#### Assignment:
Nothing in the records may change when you print them out again.

++++ Data for analysis ++++

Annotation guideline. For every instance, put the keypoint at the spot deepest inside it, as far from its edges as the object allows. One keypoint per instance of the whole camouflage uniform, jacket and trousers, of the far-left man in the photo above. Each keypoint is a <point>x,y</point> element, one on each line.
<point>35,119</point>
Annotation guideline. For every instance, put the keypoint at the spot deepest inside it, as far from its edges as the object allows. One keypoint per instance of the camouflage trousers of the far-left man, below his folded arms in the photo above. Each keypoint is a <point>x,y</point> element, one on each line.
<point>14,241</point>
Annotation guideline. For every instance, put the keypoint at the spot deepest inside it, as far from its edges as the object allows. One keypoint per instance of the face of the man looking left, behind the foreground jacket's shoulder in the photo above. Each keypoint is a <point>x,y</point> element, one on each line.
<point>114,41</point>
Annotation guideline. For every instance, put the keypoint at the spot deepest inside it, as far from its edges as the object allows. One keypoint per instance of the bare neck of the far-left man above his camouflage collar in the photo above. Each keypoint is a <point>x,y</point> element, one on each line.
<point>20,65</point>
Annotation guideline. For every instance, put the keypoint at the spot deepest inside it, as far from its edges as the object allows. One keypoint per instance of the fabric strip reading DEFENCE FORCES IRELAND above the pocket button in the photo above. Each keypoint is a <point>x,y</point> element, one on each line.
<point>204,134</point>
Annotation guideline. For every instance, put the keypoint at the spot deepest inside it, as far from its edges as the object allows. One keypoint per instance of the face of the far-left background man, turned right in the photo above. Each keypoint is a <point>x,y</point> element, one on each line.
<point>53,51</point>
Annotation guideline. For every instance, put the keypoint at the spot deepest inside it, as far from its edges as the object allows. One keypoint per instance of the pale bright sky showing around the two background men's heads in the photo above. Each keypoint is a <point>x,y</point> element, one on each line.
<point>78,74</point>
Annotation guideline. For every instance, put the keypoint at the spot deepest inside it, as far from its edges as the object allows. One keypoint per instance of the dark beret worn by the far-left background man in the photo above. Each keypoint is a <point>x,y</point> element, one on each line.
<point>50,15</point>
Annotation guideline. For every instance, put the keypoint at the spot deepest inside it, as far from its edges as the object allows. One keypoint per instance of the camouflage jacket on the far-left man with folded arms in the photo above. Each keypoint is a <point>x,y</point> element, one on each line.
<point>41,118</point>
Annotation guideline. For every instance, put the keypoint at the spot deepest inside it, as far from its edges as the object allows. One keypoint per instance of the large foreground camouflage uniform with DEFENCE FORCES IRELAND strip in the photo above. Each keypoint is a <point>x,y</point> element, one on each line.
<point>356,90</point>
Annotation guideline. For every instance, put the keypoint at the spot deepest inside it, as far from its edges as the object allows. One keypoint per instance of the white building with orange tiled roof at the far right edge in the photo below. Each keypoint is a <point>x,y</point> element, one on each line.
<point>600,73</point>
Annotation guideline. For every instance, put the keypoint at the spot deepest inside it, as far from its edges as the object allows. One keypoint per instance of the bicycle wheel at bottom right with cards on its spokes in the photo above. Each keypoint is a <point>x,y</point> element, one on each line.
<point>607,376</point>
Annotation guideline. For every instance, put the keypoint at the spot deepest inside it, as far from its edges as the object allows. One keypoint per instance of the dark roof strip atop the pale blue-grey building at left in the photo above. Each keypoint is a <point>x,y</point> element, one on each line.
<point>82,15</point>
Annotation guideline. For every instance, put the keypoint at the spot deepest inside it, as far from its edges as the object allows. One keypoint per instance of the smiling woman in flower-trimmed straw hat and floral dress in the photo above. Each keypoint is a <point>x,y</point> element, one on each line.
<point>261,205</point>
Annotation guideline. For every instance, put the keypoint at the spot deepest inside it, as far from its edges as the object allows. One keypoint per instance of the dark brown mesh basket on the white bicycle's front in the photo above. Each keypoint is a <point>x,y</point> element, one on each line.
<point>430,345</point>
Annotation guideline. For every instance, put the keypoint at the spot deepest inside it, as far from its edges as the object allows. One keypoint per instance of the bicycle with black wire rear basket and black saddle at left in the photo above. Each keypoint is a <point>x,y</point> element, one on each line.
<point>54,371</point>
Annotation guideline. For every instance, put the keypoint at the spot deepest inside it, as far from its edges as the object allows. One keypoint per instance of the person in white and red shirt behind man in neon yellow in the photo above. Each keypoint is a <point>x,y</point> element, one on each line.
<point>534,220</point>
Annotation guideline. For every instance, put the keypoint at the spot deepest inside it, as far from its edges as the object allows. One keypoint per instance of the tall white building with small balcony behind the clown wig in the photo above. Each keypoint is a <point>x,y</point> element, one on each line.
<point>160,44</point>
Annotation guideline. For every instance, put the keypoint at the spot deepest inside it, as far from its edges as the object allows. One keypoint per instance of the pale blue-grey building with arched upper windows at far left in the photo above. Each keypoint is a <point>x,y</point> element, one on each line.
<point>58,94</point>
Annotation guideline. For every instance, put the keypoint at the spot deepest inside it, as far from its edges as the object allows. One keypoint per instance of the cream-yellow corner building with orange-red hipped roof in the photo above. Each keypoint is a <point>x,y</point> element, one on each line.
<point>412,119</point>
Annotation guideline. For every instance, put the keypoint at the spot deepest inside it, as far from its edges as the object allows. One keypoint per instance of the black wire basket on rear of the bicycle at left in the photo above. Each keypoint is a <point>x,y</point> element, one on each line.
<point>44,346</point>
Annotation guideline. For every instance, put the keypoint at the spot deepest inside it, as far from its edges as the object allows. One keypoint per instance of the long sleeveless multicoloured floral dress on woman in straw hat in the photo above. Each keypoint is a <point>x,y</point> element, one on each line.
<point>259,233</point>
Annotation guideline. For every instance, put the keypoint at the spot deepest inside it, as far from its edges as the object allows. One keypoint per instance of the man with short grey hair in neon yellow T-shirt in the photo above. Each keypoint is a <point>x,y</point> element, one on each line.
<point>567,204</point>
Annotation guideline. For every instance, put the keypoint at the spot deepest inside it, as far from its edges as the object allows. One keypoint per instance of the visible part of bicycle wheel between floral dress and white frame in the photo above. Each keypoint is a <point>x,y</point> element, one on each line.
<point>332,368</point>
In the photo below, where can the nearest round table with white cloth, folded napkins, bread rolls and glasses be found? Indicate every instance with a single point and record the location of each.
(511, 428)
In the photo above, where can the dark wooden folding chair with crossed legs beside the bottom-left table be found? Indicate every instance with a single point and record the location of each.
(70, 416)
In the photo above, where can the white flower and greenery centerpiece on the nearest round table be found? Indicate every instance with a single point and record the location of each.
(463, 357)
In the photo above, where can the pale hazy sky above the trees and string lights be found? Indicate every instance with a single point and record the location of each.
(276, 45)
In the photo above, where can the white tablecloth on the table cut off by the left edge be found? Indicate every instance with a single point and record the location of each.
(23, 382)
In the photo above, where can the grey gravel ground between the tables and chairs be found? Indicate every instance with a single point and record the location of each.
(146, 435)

++++

#### Worked solution:
Annotation guideline. For every instance, put the keypoint at the spot deepest inside it, as far from its edges as the object allows. One keypoint per instance of the whole camouflage uniform, jacket and trousers, of the far-left man in the photo above. Each keypoint is a <point>x,y</point> element, one on each line.
<point>35,119</point>
Annotation guideline. For every instance, put the keypoint at the spot deepest inside it, as far from its edges as the object allows. One keypoint per instance of the camouflage trousers of the far-left man, below his folded arms in the photo above. Each keypoint is a <point>x,y</point> element, one on each line.
<point>14,241</point>
Annotation guideline. For every instance, put the keypoint at the spot deepest inside it, as far from its edges as the object allows. One keypoint per instance of the face of the man looking left, behind the foreground jacket's shoulder in the photo above. Each keypoint is a <point>x,y</point> element, one on each line.
<point>114,41</point>
Annotation guideline. For every instance, put the keypoint at the spot deepest inside it, as far from its edges as the object allows. One keypoint per instance of the bare neck of the far-left man above his camouflage collar in the photo above. Each keypoint is a <point>x,y</point> element, one on each line.
<point>20,65</point>
Annotation guideline. For every instance, put the keypoint at the spot deepest inside it, as far from its edges as the object allows. One keypoint per instance of the fabric strip reading DEFENCE FORCES IRELAND above the pocket button in the photo above. Each keypoint is a <point>x,y</point> element, one on each line.
<point>204,134</point>
Annotation guideline. For every instance, put the keypoint at the spot deepest inside it, as far from its edges as the object allows. One keypoint per instance of the face of the far-left background man, turned right in the photo above. Each keypoint is a <point>x,y</point> element, one on each line.
<point>53,51</point>
Annotation guideline. For every instance, put the keypoint at the spot deepest inside it, as far from its edges as the object allows. One keypoint per instance of the pale bright sky showing around the two background men's heads in the photo above. Each keypoint is a <point>x,y</point> element, one on each line.
<point>78,74</point>
Annotation guideline. For every instance, put the keypoint at the spot deepest inside it, as far from its edges as the object allows. One keypoint per instance of the dark beret worn by the far-left background man in the photo above. Each keypoint is a <point>x,y</point> element, one on each line.
<point>50,15</point>
Annotation guideline. For every instance, put the keypoint at the spot deepest inside it, as far from its edges as the object allows. One keypoint per instance of the camouflage jacket on the far-left man with folded arms in the photo above. Each keypoint is a <point>x,y</point> element, one on each line.
<point>41,118</point>
Annotation guideline. For every instance, put the keypoint at the spot deepest inside it, as far from its edges as the object allows. One keypoint per instance of the large foreground camouflage uniform with DEFENCE FORCES IRELAND strip in the photo above. Each keypoint is a <point>x,y</point> element, one on each line.
<point>356,90</point>
Annotation guideline. For every instance, put the keypoint at the spot deepest inside it, as far from its edges as the object allows. One keypoint per instance of the white building with orange tiled roof at the far right edge in the photo below. Each keypoint is a <point>x,y</point> element, one on each line.
<point>600,73</point>
Annotation guideline. For every instance, put the keypoint at the spot deepest inside it, as far from its edges as the object allows. One keypoint per instance of the bicycle wheel at bottom right with cards on its spokes in the photo above. Each keypoint is a <point>x,y</point> element, one on each line.
<point>607,376</point>
Annotation guideline. For every instance, put the keypoint at the spot deepest inside it, as far from its edges as the object allows. One keypoint per instance of the dark roof strip atop the pale blue-grey building at left in the photo above. Each keypoint is a <point>x,y</point> element, one on each line.
<point>82,15</point>
Annotation guideline. For every instance, put the keypoint at the spot deepest inside it, as far from its edges as the object allows. One keypoint per instance of the smiling woman in flower-trimmed straw hat and floral dress in the photo above. Each keypoint is a <point>x,y</point> element, one on each line.
<point>261,205</point>
Annotation guideline. For every instance, put the keypoint at the spot deepest inside it, as far from its edges as the object allows. One keypoint per instance of the dark brown mesh basket on the white bicycle's front in the photo above. Each keypoint is a <point>x,y</point> element, one on each line.
<point>430,345</point>
Annotation guideline. For every instance, put the keypoint at the spot deepest inside it, as far from its edges as the object allows. One keypoint per instance of the bicycle with black wire rear basket and black saddle at left in the photo above. Each keypoint is a <point>x,y</point> element, one on each line.
<point>54,371</point>
Annotation guideline. For every instance, put the keypoint at the spot deepest inside it, as far from its edges as the object allows. One keypoint per instance of the person in white and red shirt behind man in neon yellow in the photo above. Each keypoint is a <point>x,y</point> element, one on each line.
<point>534,220</point>
Annotation guideline. For every instance, put the keypoint at the spot deepest inside it, as far from its edges as the object allows. One keypoint per instance of the tall white building with small balcony behind the clown wig in the photo above. Each keypoint is a <point>x,y</point> element, one on each line.
<point>160,44</point>
Annotation guideline. For every instance, put the keypoint at the spot deepest inside it, as far from its edges as the object allows. One keypoint per instance of the pale blue-grey building with arched upper windows at far left in the photo above. Each keypoint is a <point>x,y</point> element, one on each line.
<point>58,94</point>
Annotation guideline. For every instance, put the keypoint at the spot deepest inside it, as far from its edges as the object allows. One keypoint per instance of the cream-yellow corner building with orange-red hipped roof in the photo above. Each keypoint is a <point>x,y</point> element, one on each line.
<point>412,119</point>
Annotation guideline. For every instance, put the keypoint at the spot deepest inside it, as far from its edges as the object allows. One keypoint per instance of the black wire basket on rear of the bicycle at left in the photo above. Each keypoint is a <point>x,y</point> element, one on each line.
<point>44,346</point>
Annotation guideline. For every instance, put the keypoint at the spot deepest inside it, as far from its edges as the object allows. One keypoint per instance of the long sleeveless multicoloured floral dress on woman in straw hat in the photo above. Each keypoint is a <point>x,y</point> element, one on each line.
<point>259,233</point>
Annotation guideline. For every instance, put the keypoint at the spot deepest inside it, as far from its edges as the object allows. One keypoint per instance of the man with short grey hair in neon yellow T-shirt in the photo above. Each keypoint is a <point>x,y</point> element, one on each line.
<point>567,204</point>
Annotation guideline. For every instance, put the keypoint at the spot deepest inside it, as far from its edges as the object allows. One keypoint per instance of the visible part of bicycle wheel between floral dress and white frame in the photo above. Each keypoint is a <point>x,y</point> element, one on each line.
<point>332,368</point>
In the photo below, where can the nearest round table with white cloth, folded napkins, bread rolls and glasses be found? Indicate every instance with a single point and record the location of each.
(511, 428)
In the photo above, where can the dark wooden folding chair with crossed legs beside the bottom-left table be found? Indicate every instance with a single point and record the location of each.
(70, 416)
In the photo above, where can the white flower and greenery centerpiece on the nearest round table be found? Indicate every instance with a single point and record the location of each.
(463, 357)
In the photo above, where can the pale hazy sky above the trees and string lights be found? Indicate every instance with a single point and record the location of each.
(276, 45)
In the photo above, where can the white tablecloth on the table cut off by the left edge be found? Indicate every instance with a single point and record the location of each.
(23, 382)
In the photo above, where can the grey gravel ground between the tables and chairs be found? Indicate every instance with a single point and record the location of each.
(146, 435)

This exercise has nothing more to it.